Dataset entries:

___

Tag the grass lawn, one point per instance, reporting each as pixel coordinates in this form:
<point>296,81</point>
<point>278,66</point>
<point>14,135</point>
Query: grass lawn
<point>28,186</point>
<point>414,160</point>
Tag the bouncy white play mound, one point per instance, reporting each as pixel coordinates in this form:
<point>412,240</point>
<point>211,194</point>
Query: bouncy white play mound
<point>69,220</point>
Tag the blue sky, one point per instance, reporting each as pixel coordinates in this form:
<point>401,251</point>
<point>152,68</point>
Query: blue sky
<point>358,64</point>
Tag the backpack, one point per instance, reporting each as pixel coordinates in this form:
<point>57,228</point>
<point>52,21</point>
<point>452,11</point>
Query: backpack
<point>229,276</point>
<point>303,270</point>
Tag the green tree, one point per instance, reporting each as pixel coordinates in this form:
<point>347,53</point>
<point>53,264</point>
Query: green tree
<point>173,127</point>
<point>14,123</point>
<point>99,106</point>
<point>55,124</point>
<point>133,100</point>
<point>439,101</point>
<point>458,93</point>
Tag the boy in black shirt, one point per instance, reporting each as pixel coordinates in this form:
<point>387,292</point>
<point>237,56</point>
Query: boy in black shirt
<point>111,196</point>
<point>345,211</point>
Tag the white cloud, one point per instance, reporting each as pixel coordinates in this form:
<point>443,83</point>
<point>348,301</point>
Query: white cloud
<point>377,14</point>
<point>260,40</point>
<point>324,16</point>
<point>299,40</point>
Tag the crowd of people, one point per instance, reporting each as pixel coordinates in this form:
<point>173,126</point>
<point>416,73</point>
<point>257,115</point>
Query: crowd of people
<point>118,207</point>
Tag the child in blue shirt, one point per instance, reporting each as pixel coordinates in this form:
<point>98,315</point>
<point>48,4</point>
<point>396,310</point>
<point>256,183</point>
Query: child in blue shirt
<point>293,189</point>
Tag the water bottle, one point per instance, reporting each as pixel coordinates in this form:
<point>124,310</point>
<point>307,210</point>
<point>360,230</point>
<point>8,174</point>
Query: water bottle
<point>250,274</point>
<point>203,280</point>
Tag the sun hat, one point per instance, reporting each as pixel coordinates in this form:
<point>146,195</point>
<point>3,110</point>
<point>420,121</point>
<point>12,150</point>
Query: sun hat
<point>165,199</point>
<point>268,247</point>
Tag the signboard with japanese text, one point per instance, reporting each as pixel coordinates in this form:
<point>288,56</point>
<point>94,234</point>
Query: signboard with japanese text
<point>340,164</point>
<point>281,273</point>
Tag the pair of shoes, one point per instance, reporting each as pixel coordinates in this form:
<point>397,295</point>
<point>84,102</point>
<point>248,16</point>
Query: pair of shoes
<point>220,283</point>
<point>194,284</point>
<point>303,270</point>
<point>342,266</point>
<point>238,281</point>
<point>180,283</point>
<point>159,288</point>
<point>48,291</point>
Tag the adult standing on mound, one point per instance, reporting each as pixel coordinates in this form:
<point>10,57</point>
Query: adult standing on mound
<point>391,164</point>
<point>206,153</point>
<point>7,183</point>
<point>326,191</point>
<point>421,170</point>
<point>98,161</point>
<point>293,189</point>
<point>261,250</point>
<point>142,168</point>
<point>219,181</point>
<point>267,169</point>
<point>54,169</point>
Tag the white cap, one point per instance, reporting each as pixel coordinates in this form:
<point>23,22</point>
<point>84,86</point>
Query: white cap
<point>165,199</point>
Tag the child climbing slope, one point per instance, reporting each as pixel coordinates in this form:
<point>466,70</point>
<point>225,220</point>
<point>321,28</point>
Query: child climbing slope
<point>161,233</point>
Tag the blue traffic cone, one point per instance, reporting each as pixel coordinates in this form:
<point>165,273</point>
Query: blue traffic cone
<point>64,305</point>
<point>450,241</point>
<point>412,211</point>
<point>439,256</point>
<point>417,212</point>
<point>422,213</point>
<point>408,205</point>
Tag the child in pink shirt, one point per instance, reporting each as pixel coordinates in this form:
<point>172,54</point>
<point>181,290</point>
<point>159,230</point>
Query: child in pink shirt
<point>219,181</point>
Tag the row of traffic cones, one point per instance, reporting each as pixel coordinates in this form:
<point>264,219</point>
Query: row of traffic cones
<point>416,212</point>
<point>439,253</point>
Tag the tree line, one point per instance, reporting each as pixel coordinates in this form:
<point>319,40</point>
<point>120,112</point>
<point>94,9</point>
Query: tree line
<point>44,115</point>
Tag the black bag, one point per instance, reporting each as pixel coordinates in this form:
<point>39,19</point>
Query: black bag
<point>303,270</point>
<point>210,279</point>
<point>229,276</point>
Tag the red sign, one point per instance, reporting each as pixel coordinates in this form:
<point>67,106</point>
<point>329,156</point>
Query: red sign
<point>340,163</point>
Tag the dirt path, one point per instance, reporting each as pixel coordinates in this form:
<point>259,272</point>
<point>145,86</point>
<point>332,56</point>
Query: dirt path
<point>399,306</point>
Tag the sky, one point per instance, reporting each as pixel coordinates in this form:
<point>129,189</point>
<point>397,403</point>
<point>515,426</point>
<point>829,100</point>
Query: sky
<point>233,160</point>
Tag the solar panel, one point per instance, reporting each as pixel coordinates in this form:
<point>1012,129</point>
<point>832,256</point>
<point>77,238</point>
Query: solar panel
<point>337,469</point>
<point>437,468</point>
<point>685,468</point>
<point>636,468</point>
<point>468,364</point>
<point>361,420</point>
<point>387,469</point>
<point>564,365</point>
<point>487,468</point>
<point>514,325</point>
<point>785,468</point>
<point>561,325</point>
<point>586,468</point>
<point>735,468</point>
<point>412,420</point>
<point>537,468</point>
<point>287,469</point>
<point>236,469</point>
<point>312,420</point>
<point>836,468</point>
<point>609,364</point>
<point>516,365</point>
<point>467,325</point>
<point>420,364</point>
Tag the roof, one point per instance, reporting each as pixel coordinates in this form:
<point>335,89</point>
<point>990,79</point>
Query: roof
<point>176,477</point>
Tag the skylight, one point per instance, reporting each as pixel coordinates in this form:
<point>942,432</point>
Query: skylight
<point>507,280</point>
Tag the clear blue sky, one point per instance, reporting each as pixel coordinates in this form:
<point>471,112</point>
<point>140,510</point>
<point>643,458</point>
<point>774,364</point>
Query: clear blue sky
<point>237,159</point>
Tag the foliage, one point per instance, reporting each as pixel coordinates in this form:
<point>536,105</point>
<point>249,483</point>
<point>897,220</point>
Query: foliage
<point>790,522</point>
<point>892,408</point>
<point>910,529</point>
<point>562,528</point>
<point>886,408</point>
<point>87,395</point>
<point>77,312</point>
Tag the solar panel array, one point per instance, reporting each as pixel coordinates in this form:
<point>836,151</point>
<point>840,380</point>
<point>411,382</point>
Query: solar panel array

___

## Requirement
Could you restate word for word the lines above from the one containing "Tag the white cap, one" through the one containing "<point>466,70</point>", both included, and nothing else?

## Worked solution
Tag the white cap, one point per instance, reporting each as pixel coordinates in this form:
<point>23,22</point>
<point>84,86</point>
Query: white cap
<point>165,199</point>
Tag the child climbing slope, one point per instance, reporting each as pixel coordinates in this form:
<point>466,70</point>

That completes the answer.